## Task description
Copy the records below exactly, from the line that contains "Your annotation target is background" through the end of the records, including both ends.

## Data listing
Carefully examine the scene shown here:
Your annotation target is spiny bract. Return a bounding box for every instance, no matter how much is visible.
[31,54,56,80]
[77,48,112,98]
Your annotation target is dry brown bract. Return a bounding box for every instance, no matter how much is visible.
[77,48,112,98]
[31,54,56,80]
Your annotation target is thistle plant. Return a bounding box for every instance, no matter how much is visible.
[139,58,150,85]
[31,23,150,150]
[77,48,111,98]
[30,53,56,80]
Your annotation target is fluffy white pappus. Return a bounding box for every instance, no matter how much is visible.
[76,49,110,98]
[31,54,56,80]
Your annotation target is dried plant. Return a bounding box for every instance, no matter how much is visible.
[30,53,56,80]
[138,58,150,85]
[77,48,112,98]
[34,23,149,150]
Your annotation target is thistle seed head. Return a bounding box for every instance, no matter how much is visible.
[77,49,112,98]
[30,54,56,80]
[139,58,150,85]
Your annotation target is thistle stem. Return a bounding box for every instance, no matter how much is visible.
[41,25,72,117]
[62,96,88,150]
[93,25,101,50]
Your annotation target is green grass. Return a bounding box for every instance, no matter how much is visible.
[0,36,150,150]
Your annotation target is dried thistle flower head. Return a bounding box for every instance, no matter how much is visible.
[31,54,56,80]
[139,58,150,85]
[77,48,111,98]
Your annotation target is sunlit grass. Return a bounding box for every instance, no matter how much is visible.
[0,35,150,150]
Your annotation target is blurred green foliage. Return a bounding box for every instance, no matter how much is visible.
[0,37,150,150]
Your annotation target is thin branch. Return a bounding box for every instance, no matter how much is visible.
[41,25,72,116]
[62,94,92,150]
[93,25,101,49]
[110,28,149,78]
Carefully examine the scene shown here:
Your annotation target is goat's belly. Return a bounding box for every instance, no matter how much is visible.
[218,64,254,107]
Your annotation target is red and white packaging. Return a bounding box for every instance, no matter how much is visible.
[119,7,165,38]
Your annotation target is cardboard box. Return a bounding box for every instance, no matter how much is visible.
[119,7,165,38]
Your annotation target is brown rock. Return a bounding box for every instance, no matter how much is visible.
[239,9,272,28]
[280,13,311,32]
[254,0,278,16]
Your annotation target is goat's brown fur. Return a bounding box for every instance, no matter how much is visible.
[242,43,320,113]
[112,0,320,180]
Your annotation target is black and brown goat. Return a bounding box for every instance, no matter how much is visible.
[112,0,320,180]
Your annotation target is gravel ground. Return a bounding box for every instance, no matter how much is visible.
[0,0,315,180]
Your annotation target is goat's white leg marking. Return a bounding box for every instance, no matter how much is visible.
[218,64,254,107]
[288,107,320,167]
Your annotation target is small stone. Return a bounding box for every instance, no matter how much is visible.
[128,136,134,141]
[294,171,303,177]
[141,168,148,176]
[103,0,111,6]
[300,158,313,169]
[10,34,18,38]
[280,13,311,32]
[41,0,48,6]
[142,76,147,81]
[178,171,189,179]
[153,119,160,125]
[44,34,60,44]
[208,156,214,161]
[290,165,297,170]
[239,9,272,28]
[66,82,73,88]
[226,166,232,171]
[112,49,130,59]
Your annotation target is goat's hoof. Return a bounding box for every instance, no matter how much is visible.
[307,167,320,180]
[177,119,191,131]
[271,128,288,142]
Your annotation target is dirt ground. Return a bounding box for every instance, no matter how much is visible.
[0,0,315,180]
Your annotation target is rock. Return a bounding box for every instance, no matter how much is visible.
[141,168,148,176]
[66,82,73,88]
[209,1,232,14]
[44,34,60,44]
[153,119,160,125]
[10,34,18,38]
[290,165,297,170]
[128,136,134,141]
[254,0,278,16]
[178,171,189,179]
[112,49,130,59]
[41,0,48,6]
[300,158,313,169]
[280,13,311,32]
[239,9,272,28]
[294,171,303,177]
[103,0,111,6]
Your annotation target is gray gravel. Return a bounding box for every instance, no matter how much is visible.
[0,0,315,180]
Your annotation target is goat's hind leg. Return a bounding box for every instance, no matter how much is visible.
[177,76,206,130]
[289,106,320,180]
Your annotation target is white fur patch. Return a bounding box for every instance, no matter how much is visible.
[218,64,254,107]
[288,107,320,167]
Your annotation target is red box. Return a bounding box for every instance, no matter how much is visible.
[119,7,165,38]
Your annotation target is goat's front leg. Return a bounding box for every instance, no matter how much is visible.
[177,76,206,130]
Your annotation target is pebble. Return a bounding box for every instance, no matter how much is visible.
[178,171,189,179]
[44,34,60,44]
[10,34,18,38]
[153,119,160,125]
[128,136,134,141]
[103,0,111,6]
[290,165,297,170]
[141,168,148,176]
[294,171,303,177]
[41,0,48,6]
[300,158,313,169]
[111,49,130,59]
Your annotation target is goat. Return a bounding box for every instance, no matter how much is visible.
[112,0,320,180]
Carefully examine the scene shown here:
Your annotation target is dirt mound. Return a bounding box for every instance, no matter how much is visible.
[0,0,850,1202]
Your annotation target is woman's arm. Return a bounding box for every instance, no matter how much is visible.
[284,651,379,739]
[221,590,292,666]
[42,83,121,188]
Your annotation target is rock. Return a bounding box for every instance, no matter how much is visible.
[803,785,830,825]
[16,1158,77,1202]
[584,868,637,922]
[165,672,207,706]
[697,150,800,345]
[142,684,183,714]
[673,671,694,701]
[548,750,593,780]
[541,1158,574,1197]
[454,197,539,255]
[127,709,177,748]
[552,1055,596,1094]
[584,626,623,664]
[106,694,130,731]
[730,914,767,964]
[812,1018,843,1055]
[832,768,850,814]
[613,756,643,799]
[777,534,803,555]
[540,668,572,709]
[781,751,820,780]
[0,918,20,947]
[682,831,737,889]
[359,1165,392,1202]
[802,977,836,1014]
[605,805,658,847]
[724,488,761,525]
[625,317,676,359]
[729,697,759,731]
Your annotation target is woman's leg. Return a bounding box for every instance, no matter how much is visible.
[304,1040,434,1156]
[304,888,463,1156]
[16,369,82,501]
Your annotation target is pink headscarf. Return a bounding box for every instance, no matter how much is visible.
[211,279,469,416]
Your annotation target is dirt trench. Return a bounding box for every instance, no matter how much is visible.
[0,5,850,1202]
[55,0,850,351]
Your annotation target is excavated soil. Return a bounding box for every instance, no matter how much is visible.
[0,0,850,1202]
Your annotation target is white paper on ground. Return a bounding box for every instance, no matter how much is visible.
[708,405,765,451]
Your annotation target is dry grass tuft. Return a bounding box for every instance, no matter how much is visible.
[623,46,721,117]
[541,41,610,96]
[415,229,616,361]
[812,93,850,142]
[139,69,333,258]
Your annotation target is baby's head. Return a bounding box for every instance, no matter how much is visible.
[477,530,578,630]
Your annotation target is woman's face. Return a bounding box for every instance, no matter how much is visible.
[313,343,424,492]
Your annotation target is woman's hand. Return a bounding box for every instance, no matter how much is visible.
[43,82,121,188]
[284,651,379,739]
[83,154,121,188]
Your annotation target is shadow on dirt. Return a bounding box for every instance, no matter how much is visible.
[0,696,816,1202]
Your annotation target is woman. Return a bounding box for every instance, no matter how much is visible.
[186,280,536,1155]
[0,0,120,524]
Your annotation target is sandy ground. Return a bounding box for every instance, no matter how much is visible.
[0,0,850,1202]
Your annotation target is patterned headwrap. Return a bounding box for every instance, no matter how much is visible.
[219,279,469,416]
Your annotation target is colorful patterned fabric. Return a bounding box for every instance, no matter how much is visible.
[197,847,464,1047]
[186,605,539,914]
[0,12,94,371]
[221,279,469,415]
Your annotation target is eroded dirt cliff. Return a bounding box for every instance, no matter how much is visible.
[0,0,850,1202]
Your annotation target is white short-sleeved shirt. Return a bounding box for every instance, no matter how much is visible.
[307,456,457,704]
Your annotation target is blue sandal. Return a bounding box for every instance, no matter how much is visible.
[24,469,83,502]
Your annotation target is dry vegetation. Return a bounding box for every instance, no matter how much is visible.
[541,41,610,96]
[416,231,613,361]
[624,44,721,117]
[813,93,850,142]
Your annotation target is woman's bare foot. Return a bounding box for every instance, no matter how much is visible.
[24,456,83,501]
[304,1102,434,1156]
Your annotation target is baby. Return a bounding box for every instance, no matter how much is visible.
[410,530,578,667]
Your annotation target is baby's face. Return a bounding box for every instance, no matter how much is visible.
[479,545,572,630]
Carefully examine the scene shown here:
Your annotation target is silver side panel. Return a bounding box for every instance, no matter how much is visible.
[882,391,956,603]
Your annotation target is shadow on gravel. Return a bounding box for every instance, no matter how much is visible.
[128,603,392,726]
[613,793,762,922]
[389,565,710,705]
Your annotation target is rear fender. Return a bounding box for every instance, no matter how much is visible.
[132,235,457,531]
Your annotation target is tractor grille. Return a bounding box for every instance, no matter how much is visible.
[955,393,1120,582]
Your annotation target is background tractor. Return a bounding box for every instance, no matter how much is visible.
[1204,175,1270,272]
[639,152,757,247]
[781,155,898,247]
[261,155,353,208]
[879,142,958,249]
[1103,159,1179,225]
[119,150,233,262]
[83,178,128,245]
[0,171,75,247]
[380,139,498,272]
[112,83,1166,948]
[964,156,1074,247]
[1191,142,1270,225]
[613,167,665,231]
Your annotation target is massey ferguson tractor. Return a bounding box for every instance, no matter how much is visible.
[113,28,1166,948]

## Exercise solution
Your annotation target is background tractor. Return a bounding box for every instance, no matter how much is visible.
[1204,175,1270,272]
[639,152,757,247]
[781,155,898,247]
[261,155,353,208]
[879,142,958,249]
[1103,159,1179,225]
[119,150,233,262]
[83,178,128,245]
[0,171,75,247]
[380,139,498,272]
[112,83,1166,948]
[964,156,1074,247]
[1191,142,1270,225]
[613,167,665,231]
Your annotation target is massey ferguson tractor. Return a bounding box for every instance, no matter how much is visible.
[113,28,1166,948]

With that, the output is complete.